● **本文**:
▶

COCと独立経営<873>生きた緊急時対応と「時間」 – 関 匤

新年早々、先週用の原稿を書きながら送稿を忘れて紙面に穴を開けてしまいました。油業報知新聞社に迷惑をお掛けしました。
さて、YouTubeで能登地震津波発生時の凄い動画を見ました。

乗用車の車載カメラが記録したものです。海岸に近い集落を走ってきたドライバーが、トコトコあるいている老女性を見つけます。通り過ぎてからバックして、彼女に声をかけて同乗させます。そして高台に向けて走り始めたとたん、車両の後部を水が追いかけてきます。民家の隙間からは道路へ勢いよく海水が飛び出し、あっという間に民家の玄関を突き破って奔流となって車を追いかけてきます。

このドライバーは武勲甲です。女性を同乗させなかったら、彼女は間違いなく水死したでしょう。津波はせせらぎのように現れて、次の瞬間、一気に怒涛に変わることを教えられました。

◀

● **行の一覧**:
▶

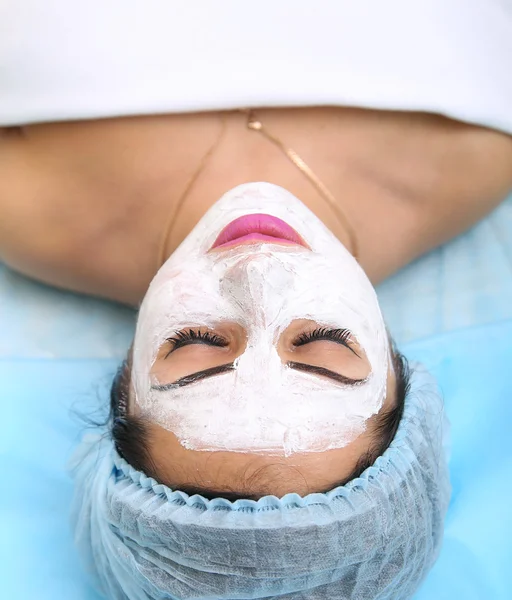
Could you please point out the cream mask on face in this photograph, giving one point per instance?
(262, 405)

◀
▶

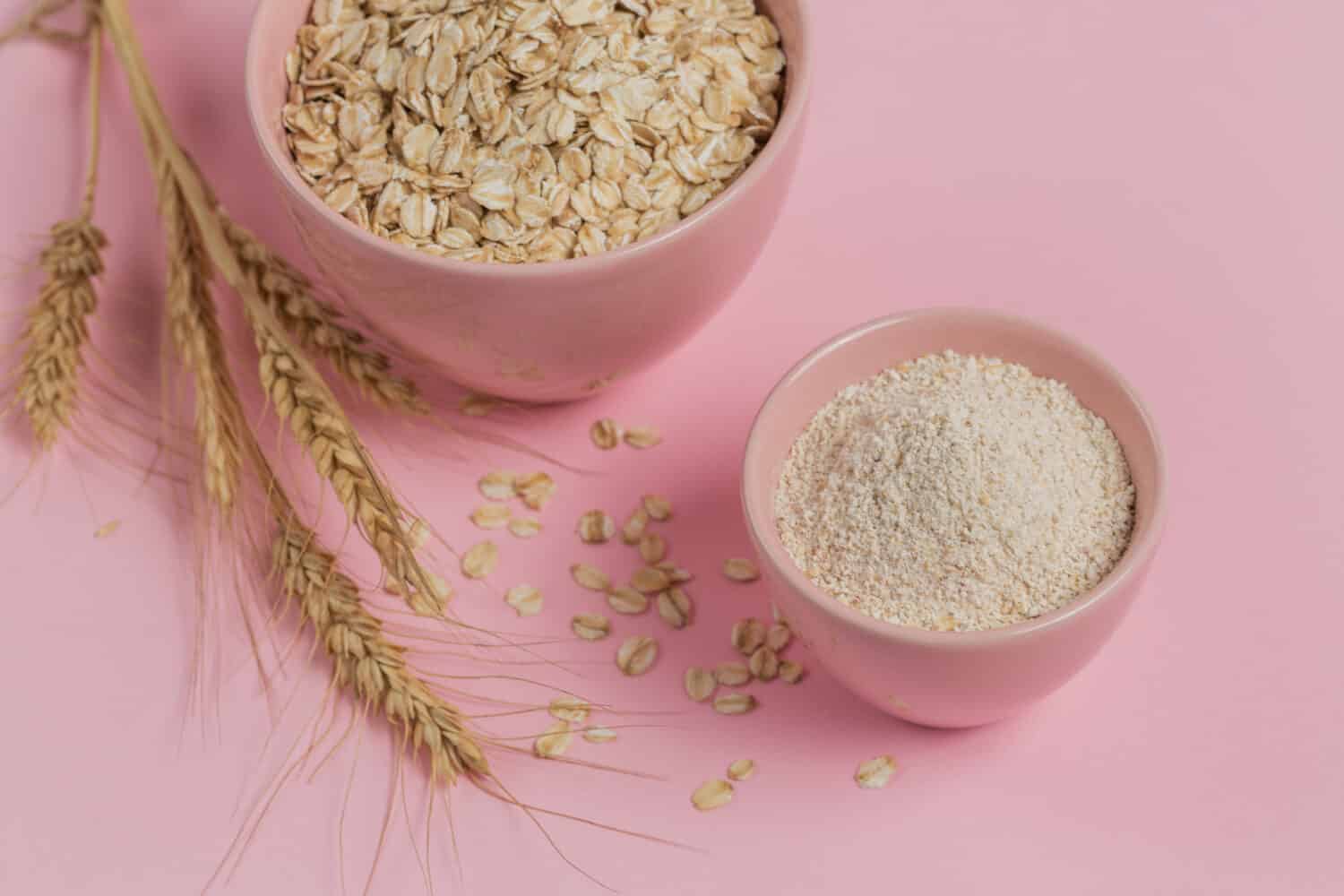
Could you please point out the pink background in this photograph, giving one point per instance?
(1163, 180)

◀

● **課題**:
1 - 能登地震の津波を扱った本文で、筆者がYouTubeで見た動画を記録したものは何か。
2 - 本文の「新年早々、先週用の原稿を書き」から「変わることを教えられました。」に至るまでを、「ドライバー」を「運転手」に差し替えて書き直すこと。
3 - 能登地震の津波を扱った本文を、最後の文のあとから書き進めること。

● **回答一覧**:
1 - 乗用車の車載カメラ。

2 -
新年早々、先週用の原稿を書きながら送稿を忘れて紙面に穴を開けてしまいました。油業報知新聞社に迷惑をお掛けしました。
さて、YouTubeで能登地震津波発生時の凄い動画を見ました。

乗用車の車載カメラが記録したものです。海岸に近い集落を走ってきた運転手が、トコトコあるいている老女性を見つけます。通り過ぎてからバックして、彼女に声をかけて同乗させます。そして高台に向けて走り始めたとたん、車両の後部を水が追いかけてきます。民家の隙間からは道路へ勢いよく海水が飛び出し、あっという間に民家の玄関を突き破って奔流となって車を追いかけてきます。

この運転手は武勲甲です。女性を同乗させなかったら、彼女は間違いなく水死したでしょう。津波はせせらぎのように現れて、次の瞬間、一気に怒涛に変わることを教えられました。

3 -
能登半島のCOC会員は、多忙にも関わらず丁寧に説明した画像を送ってくれました。不幸中の幸いで施設的被害はなく、タンク検査も問題がなかったので早めに営業再開できました。(先週時点の情報です)

車の出入りに支障はないのですが、SS前面の道路と側道が陥没です。近隣民家は倒壊が目立ちます。SSの中には、防火塀が倒れて2台の車が下敷きになって損壊しているところがあります。
施設に問題はありませんが、水道が止まったので雪を溶かして飲料水を作っています。燃料供給は、系列優先にされていますが、独立系ゆえに情報もローリーもあるので調達はできています。

東日本大震災時もそうでしたが、COCのPBは情報と足(ローリー)でタフネスぶりを発揮しました。
この稿で何度か書いていますが、「本気」で緊急時供給なるものの「実効性」を考えるならば、まず、足を持つ流通業者の存在は不可欠です。能登半島のように遠隔地であれば、元売持ち届け物流を待つよりも地場に輸送基地と果断に動ける足がある方が効果的です。

緊急時には「時間」が何より重要であることは、過去の大災害の経験から分かっているはずです。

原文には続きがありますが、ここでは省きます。